--- start GIVEN DATA ---

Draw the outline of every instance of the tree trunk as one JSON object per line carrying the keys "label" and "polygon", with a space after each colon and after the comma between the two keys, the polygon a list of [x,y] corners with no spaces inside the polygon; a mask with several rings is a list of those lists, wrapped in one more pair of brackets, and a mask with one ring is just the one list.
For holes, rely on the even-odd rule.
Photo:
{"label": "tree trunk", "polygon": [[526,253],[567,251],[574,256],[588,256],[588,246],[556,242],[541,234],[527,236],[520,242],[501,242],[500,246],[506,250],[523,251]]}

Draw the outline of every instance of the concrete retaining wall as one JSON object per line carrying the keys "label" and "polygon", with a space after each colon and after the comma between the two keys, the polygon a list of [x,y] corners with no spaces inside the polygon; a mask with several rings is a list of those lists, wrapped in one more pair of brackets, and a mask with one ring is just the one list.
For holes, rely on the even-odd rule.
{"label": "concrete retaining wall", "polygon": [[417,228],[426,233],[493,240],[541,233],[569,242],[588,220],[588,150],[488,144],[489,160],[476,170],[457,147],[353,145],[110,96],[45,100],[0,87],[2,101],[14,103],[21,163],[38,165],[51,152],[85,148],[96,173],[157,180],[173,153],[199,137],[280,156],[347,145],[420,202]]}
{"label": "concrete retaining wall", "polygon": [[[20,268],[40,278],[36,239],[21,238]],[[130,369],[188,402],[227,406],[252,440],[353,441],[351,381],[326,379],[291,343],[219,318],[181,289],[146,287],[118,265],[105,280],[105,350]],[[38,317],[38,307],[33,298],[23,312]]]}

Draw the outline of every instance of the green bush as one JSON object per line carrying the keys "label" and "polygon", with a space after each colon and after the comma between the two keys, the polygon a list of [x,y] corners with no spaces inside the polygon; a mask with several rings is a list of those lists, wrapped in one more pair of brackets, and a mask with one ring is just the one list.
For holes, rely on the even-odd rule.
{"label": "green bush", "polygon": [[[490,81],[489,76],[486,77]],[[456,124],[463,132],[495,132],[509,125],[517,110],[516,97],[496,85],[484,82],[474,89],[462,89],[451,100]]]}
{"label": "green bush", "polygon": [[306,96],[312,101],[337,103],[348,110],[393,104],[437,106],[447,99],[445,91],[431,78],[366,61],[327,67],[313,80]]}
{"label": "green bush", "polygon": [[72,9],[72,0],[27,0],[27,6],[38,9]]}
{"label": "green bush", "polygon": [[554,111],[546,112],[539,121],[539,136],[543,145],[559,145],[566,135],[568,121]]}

--- end GIVEN DATA ---

■ EXERCISE
Convert every line of the listing above into a numbered list, leaving out the blank lines.

■ EXPECTED ANSWER
1. Draw the outline of every instance of the tree trunk as one JSON object per line carrying the keys "label" and "polygon", with a space after each colon and after the comma between the two keys, the polygon a list of [x,y] corners with no spaces inside the polygon; a mask with several rings is a list of those lists, wrapped in one more pair of brackets, and a mask with one ring is just the one list.
2. For holes, rely on the even-odd rule.
3. Photo:
4. {"label": "tree trunk", "polygon": [[526,253],[567,251],[574,256],[588,256],[588,246],[556,242],[541,234],[527,236],[520,242],[501,242],[500,246],[506,250],[523,251]]}
5. Draw the outline of every instance of the concrete retaining wall as one JSON object per line carrying the keys "label" and "polygon", with a space after each colon and after the comma between the two keys, the polygon a list of [x,y] corners with no spaces inside the polygon; a mask with several rings is a list of those lists, wrapped in one more pair of brackets, and a mask with one ring is just the one list.
6. For holes, rely on the even-odd rule.
7. {"label": "concrete retaining wall", "polygon": [[417,228],[426,233],[493,240],[541,233],[569,242],[588,220],[588,150],[488,144],[489,160],[476,170],[457,147],[353,145],[110,96],[45,100],[0,87],[2,101],[14,103],[21,163],[38,165],[51,152],[85,148],[96,173],[157,180],[173,153],[199,137],[280,156],[347,145],[420,202]]}
8. {"label": "concrete retaining wall", "polygon": [[[20,268],[40,278],[36,239],[21,238]],[[130,369],[188,402],[227,406],[252,440],[353,441],[351,381],[326,379],[291,343],[219,318],[181,289],[146,287],[118,265],[105,280],[105,350]],[[38,317],[38,307],[33,298],[23,312]]]}
9. Draw the outline of every instance of the green bush as one JSON object per line carrying the keys "label" and "polygon", with a space after each colon and after the comma between the two keys, the polygon a list of [x,y] corners with no spaces inside the polygon; a mask with several rings is a list of those lists, wrapped in one more pair of brackets, and a mask with one ring is just the one list.
10. For holes, rely on the even-odd rule.
11. {"label": "green bush", "polygon": [[[490,81],[489,76],[486,77]],[[456,124],[463,132],[495,132],[509,125],[517,110],[516,97],[496,85],[484,82],[474,89],[462,89],[451,100]]]}
12. {"label": "green bush", "polygon": [[306,96],[312,101],[337,103],[348,110],[393,104],[437,106],[447,99],[445,91],[431,78],[366,61],[327,67],[313,80]]}
13. {"label": "green bush", "polygon": [[72,9],[72,0],[27,0],[27,6],[38,9]]}
14. {"label": "green bush", "polygon": [[554,111],[546,112],[539,121],[539,136],[543,145],[559,145],[566,135],[568,121]]}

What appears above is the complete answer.